## Material shown
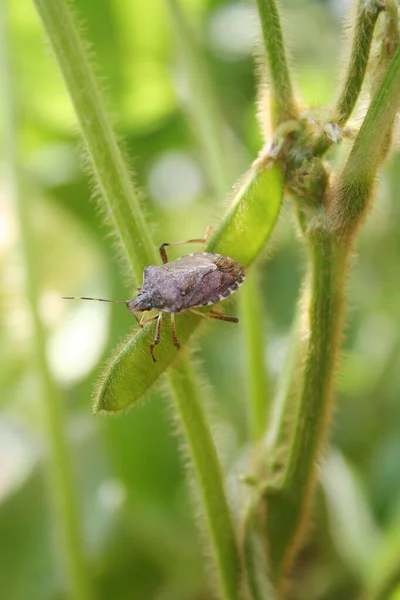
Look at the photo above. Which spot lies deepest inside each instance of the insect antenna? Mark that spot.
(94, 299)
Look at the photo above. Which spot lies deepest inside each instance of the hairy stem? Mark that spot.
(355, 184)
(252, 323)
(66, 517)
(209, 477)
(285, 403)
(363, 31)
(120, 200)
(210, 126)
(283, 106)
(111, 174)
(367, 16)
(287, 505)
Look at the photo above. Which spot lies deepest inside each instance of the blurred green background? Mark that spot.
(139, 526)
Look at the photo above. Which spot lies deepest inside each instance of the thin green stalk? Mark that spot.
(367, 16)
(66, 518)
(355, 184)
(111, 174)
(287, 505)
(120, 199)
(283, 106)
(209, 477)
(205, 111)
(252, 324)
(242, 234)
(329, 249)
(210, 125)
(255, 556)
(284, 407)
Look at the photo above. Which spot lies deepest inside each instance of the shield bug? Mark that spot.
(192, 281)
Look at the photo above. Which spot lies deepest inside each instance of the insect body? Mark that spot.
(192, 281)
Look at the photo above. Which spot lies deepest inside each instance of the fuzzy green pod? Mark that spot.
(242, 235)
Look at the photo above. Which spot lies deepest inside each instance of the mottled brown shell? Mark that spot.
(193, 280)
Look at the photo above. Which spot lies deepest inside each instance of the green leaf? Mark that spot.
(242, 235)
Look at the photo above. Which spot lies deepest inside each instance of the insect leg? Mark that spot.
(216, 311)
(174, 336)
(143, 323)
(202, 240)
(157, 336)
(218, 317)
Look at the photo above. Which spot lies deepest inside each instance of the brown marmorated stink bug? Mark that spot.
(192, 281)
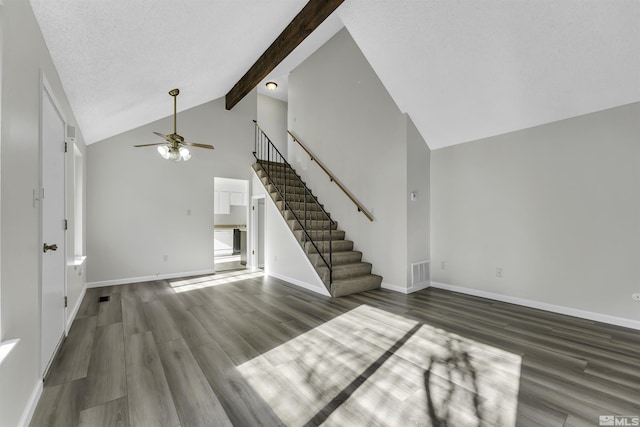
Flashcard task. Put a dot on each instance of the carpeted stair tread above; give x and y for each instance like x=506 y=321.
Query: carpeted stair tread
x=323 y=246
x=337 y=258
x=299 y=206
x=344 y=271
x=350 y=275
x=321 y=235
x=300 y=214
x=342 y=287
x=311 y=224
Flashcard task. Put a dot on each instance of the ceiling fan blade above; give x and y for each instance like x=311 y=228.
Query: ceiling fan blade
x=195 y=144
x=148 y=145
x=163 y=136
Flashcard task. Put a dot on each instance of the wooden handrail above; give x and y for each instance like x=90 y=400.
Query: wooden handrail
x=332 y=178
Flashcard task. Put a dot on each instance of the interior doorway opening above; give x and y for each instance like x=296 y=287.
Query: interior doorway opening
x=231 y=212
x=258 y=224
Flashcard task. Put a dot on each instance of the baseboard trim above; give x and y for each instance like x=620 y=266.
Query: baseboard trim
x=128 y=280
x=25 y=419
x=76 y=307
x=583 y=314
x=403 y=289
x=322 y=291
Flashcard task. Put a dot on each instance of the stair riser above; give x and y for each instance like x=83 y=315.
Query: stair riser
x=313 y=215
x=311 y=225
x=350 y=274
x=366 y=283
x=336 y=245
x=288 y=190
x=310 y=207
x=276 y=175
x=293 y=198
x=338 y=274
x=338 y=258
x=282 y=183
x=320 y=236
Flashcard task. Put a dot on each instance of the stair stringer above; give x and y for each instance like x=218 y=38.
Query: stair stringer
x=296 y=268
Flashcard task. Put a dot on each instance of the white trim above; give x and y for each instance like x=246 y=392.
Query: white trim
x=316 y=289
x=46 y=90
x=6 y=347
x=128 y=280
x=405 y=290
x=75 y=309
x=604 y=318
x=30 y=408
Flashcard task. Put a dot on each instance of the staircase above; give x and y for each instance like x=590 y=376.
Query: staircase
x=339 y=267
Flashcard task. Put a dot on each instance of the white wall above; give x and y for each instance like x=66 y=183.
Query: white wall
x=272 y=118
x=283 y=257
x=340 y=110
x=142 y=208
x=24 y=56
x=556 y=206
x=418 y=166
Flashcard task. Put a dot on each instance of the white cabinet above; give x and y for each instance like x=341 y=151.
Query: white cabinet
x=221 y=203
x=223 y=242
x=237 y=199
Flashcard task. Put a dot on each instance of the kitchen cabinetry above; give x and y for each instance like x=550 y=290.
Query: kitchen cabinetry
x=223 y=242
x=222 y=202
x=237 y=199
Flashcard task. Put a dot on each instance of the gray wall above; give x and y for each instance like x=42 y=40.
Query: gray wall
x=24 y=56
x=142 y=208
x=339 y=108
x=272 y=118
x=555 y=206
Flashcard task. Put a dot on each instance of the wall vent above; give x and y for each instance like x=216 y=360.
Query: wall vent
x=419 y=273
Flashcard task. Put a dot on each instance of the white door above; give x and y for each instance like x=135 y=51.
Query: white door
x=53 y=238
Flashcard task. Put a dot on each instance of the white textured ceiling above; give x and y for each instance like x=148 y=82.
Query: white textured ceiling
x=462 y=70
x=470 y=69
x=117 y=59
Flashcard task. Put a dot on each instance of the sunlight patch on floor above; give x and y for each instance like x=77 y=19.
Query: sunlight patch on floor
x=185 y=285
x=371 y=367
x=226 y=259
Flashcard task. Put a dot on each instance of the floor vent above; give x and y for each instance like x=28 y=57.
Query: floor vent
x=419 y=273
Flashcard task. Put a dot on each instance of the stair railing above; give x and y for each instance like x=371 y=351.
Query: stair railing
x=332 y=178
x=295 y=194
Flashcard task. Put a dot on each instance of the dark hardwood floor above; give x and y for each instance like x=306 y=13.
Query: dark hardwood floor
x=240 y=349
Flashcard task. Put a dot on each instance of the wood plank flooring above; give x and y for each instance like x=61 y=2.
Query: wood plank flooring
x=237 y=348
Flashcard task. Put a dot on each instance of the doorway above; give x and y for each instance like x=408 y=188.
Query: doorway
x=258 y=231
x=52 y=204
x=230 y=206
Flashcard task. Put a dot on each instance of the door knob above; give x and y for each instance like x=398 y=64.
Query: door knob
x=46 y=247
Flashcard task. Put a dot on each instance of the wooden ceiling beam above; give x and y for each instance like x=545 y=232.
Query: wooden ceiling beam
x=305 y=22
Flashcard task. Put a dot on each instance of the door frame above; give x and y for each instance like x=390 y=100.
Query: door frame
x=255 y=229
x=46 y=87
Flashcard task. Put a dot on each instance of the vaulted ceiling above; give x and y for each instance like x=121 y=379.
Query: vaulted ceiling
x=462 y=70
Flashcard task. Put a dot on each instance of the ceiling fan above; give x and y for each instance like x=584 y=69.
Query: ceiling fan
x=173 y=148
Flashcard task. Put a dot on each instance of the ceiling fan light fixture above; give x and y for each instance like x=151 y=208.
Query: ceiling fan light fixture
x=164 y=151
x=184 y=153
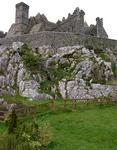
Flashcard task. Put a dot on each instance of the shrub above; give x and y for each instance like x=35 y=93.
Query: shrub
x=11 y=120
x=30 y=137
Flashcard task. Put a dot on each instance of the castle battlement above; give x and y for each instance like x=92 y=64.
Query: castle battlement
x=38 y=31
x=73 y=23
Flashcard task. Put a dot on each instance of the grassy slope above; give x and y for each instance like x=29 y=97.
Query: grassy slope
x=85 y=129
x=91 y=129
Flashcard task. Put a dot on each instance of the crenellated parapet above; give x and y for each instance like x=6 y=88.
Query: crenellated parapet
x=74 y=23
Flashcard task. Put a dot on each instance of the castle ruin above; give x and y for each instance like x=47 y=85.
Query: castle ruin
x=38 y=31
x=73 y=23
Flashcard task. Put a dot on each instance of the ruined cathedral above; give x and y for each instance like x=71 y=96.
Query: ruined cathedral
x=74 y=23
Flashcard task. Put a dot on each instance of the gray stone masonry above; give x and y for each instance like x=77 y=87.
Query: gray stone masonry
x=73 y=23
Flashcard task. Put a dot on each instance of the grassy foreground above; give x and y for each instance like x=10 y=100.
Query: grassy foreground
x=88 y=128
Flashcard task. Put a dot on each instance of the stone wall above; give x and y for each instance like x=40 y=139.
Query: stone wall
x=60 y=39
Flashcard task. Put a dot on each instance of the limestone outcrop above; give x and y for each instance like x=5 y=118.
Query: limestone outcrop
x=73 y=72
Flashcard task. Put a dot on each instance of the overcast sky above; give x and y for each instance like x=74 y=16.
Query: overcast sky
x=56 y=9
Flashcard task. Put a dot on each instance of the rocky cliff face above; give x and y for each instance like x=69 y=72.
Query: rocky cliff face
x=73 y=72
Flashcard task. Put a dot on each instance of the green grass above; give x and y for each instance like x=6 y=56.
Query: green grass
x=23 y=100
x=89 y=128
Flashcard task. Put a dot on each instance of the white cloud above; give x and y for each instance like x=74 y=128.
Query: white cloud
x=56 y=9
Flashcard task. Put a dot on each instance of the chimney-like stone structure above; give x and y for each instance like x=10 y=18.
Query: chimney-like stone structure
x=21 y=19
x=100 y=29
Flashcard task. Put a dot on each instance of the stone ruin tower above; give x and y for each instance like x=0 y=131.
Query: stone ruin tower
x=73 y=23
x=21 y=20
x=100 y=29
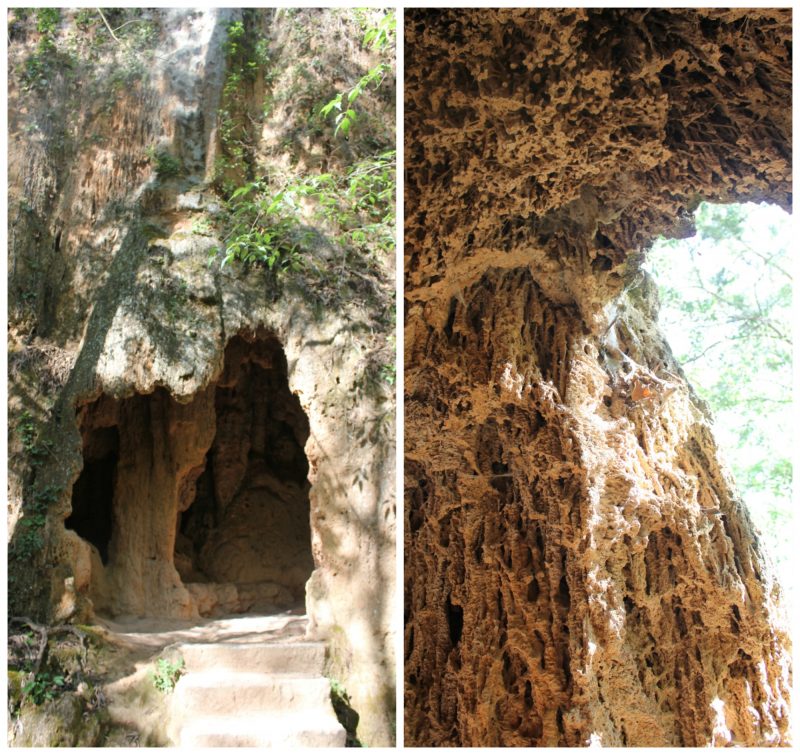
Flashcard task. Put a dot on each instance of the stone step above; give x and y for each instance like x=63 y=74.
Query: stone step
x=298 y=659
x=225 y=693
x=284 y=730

## Work instructions
Would you copy out exactly the lines above that start at the one containing "Query: staircase" and end at the one containing "like x=42 y=40.", inclusive?

## Task response
Query: staircase
x=339 y=267
Flashcard task. Put a dot on each instance of the white wall above; give x and y for each instance like x=66 y=183.
Query: white wall
x=272 y=118
x=283 y=257
x=340 y=110
x=142 y=208
x=24 y=56
x=556 y=206
x=418 y=166
Flashcard task. Put a dot on each instance of the white cabinet above; give x and y for each instance like x=341 y=151.
Query: white cabinet
x=221 y=203
x=223 y=242
x=237 y=199
Flashcard task. Put a dot on each instance of the kitchen cabinetry above; give x and y for each instance like x=550 y=290.
Query: kitchen cabinetry
x=223 y=242
x=222 y=202
x=237 y=199
Flashcard task. Put a dot on each instance of the gray wall above; give x and y for each instance like x=42 y=40.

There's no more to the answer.